_What is being asked_. Rewrite every line of the records below as a numbered list, leaving out blank lines.
::::::::::
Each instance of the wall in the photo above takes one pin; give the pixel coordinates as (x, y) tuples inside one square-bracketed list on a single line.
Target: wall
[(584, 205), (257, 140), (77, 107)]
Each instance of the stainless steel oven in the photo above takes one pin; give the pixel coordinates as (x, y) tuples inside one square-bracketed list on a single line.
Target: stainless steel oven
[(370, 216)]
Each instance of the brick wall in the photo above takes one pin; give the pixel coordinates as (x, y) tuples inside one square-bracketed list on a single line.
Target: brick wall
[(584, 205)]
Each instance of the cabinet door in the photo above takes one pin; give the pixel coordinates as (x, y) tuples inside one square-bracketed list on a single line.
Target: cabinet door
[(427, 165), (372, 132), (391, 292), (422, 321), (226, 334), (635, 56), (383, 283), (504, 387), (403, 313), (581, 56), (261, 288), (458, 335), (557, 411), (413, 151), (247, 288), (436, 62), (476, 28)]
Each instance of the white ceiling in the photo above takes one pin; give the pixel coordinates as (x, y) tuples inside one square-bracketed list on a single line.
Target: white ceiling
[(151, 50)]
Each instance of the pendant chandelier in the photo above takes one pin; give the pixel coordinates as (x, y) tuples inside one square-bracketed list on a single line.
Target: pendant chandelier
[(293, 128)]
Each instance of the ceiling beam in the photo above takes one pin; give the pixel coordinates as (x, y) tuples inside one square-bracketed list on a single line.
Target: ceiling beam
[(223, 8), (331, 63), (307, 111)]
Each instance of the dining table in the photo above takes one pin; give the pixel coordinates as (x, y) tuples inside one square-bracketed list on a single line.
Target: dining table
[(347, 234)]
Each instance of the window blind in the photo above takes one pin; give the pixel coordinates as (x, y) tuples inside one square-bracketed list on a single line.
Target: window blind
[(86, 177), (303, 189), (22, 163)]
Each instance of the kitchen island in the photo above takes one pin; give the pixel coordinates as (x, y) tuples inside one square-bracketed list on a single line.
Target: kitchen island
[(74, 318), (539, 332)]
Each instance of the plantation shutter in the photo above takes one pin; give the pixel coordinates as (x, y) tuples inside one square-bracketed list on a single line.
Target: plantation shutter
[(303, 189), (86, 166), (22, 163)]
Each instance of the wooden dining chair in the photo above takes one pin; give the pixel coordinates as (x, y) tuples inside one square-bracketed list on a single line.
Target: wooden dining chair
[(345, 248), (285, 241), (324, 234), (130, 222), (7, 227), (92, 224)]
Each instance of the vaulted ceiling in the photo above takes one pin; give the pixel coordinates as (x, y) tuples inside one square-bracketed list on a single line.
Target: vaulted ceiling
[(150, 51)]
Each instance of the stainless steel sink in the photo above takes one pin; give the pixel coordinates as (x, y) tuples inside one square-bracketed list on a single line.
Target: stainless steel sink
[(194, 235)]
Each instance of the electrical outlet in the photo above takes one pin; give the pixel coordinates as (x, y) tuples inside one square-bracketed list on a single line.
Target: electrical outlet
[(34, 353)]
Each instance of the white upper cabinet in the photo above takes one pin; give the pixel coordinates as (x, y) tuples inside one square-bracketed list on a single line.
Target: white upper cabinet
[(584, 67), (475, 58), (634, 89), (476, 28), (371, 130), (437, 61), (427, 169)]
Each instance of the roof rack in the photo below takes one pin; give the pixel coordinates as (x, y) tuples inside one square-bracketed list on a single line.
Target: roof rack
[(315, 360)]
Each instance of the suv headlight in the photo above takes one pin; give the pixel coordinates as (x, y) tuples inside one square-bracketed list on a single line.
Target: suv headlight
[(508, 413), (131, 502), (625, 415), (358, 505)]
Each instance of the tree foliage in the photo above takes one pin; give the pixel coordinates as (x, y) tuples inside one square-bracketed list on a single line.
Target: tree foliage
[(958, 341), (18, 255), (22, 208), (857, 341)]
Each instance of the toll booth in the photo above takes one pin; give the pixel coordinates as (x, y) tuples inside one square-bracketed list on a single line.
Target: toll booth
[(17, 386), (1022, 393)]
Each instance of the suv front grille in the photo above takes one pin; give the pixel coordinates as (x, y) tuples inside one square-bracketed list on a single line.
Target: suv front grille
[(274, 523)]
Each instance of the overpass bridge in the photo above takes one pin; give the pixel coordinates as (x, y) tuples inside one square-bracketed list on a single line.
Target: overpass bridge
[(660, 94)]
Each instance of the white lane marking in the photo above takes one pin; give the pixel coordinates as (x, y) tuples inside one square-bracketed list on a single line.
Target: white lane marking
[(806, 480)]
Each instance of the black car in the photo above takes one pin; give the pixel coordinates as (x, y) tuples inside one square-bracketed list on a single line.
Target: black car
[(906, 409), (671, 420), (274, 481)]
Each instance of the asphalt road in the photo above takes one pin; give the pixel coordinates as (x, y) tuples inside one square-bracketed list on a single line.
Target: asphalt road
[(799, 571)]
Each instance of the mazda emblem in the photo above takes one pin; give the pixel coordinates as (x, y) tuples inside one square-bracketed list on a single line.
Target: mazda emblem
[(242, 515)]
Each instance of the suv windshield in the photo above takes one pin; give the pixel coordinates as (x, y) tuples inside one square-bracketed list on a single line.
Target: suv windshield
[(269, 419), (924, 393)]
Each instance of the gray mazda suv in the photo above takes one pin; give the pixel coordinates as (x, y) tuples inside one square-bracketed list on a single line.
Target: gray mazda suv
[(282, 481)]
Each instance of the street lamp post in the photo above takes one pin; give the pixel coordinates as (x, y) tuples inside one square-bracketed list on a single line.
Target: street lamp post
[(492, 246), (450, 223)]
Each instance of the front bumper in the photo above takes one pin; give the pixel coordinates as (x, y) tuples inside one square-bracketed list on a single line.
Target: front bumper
::::::::::
_Answer to the task_.
1. Each instance of the wall in the photo above takes one pin; give the pixel coordinates as (x, y) tuples inside one square-bracketed list on a single line.
2. Target: wall
3. [(584, 205), (257, 140), (77, 107)]
4. Each instance of the stainless steel oven in the photo above takes one pin; give the pixel coordinates as (x, y) tuples inside one square-bracketed list on a single line.
5. Target: stainless steel oven
6. [(370, 216)]
7. Each instance of the brick wall in the photo above takes one pin; give the pixel coordinates as (x, y) tuples inside one square-bracketed list on a single line.
8. Target: brick wall
9. [(584, 205)]
10. Each instance of the cabinet door in the photo above takes one pin; give the pixel coordinates as (x, y) tuples inside one square-bracketed list on a single line.
11. Target: cabinet door
12. [(427, 165), (372, 132), (391, 292), (422, 321), (226, 334), (635, 56), (383, 283), (504, 387), (403, 313), (581, 56), (261, 288), (458, 335), (557, 411), (413, 151), (247, 288), (436, 62), (476, 28)]
13. Each instance of the white ceiling in the photo above takes one pin; give the pixel coordinates as (x, y) tuples inside one square-bracketed list on a single line.
14. Target: white ceiling
15. [(151, 50)]
16. Each instance of the pendant chandelier in the photo above takes one pin; give the pixel coordinates as (x, y) tuples inside one square-bracketed list on a single line.
17. Target: pendant chandelier
18. [(293, 128)]
19. Each instance of the ceiling beam in the photo above takes one pin; give the pixel coordinates as (x, y) tuples inside one square-bracketed list on a single line.
20. Target: ceiling beam
21. [(223, 8), (331, 63), (307, 111)]
22. Each instance of the dining table in the photo above takes one pin; give the pixel coordinates as (x, y) tuples inside one square-bracketed list on a single line.
23. Target: dining table
24. [(347, 234)]
25. Each instance of the window blind in the photo above takes one pin; give the pixel coordinates as (x, y) tuples inside one square-bracketed list on a single line.
26. Target: window blind
27. [(86, 177), (303, 189), (22, 163)]
28. Each instance of the kitchen island in the photo above takes one pin; give the pixel coordinates as (x, y) tuples inside one square-bracketed list on a single line.
29. Target: kitchen island
30. [(74, 318), (539, 332)]
31. Each instance of the plantation shutter in the photo above takes one pin; give the pixel coordinates as (x, y) tuples inside one square-bracketed list on a single line.
32. Target: plantation shutter
33. [(303, 189), (86, 166), (22, 163)]
34. Each instance of the wooden dining chair in the photo above takes one pin; give the pixel coordinates as (x, y) tuples inside one square-bracketed list on a single line.
35. Target: wooden dining chair
36. [(345, 248), (285, 241), (324, 234), (130, 222), (7, 227), (92, 224)]
37. Each instance of the vaulted ceiling in the photo above takes one pin; give the pixel coordinates as (x, y) tuples inside one square-bracketed list on a single line.
38. Target: vaulted ceiling
39. [(150, 51)]
40. Each instance of the stainless steel sink in the photo above takes one pin; give the pixel coordinates as (x, y) tuples inside one square-bracketed list on a single line.
41. Target: stainless steel sink
42. [(194, 235)]
43. Each instance of the electrical outlet in the photo above takes one pin; give the pixel coordinates as (x, y) tuples inside one square-bracketed list on a single line.
44. Target: electrical outlet
45. [(34, 353)]
46. Each instance of the white upper cabinet in the photo above takes one pin; give the pixel coordinates as (x, y) tuples inside one square-bracketed list on a single line.
47. Target: white upper cabinet
48. [(584, 67), (475, 58), (634, 89), (476, 28), (371, 130), (437, 61), (427, 169)]
49. Each instance of the roof rack in the photo below takes one pin; give the pixel coordinates as (x, y) tuples inside one square-bracketed list on a single line.
50. Target: roof rack
51. [(315, 360)]
52. Each instance of the suv headlight in the photo above takes one pin; give the pixel coordinates as (x, y) tuples inside one square-bracketed list on a single line.
53. Target: suv headlight
54. [(508, 413), (131, 502), (625, 415), (358, 505)]
55. Each instance of the tree foliage in the photo above takes one pin; give the pixel coordinates as (x, y) tuples inside one square-bracketed list on a single line.
56. Target: tree foliage
57. [(958, 341), (18, 255), (22, 208), (857, 341)]
58. Each instance of the toll booth in the photo above takes one pin; give the pixel coordinates as (x, y) tuples inside one square-bracketed list on a single line.
59. Target: toll booth
60. [(17, 386), (1022, 393)]
61. Each instance of the suv front grille in the photo above takes one pin; give the pixel coordinates as (x, y) tuples inside one square-bracketed list on a single line.
62. Target: suv front grille
63. [(274, 523)]
64. Each instance of the overpass bridge in the photo above takes one pin; give the pixel coordinates as (x, y) tuples inside one square-bracketed list on a single line.
65. Target: overpass bridge
66. [(660, 94)]
67. Each instance of the white lane marking in the photo above takes one pin; give the pixel coordinates as (x, y) tuples inside one square-bracketed list on a single line.
68. Target: white lane marking
69. [(806, 480)]
70. Each instance of the black car in the photo above takes one pin; give the pixel coordinates as (x, y) tuples inside one square-bracketed list on a single line.
71. Target: black car
72. [(906, 409), (671, 420), (274, 481)]
73. Each instance of the asphalt road in the photo above takes one pin; give the pixel coordinates as (x, y) tuples inside one square-bracketed list on a single line.
74. Target: asphalt road
75. [(799, 571)]
76. Each instance of the mazda emblem in the photo above takes one pin; give the pixel coordinates as (x, y) tuples inside one square-bracketed list on a single line.
77. Target: mazda emblem
78. [(242, 515)]
79. Each instance of the suv windshield in the photo above takes one pin; give the pixel coordinates as (x, y) tuples inside one square-bracketed list on a single line.
80. Target: suv windshield
81. [(269, 419), (924, 393)]
82. Each instance of the gray mazda suv in the photo above takes one pin; give the pixel coordinates as (x, y) tuples inside one square-bracketed list on a single line.
83. Target: gray mazda suv
84. [(282, 481)]
85. Each instance of the street lamp post in the photo above takes one pin; give the pixel coordinates as (x, y) tuples inside one square-bracketed list on a single line.
86. Target: street lamp post
87. [(492, 246), (450, 223)]
88. Each instance of the front bumper in the photo above takes one pin; give the pixel coordinates as (x, y) tuples inside one square-bracketed list on a single line.
89. Target: front bumper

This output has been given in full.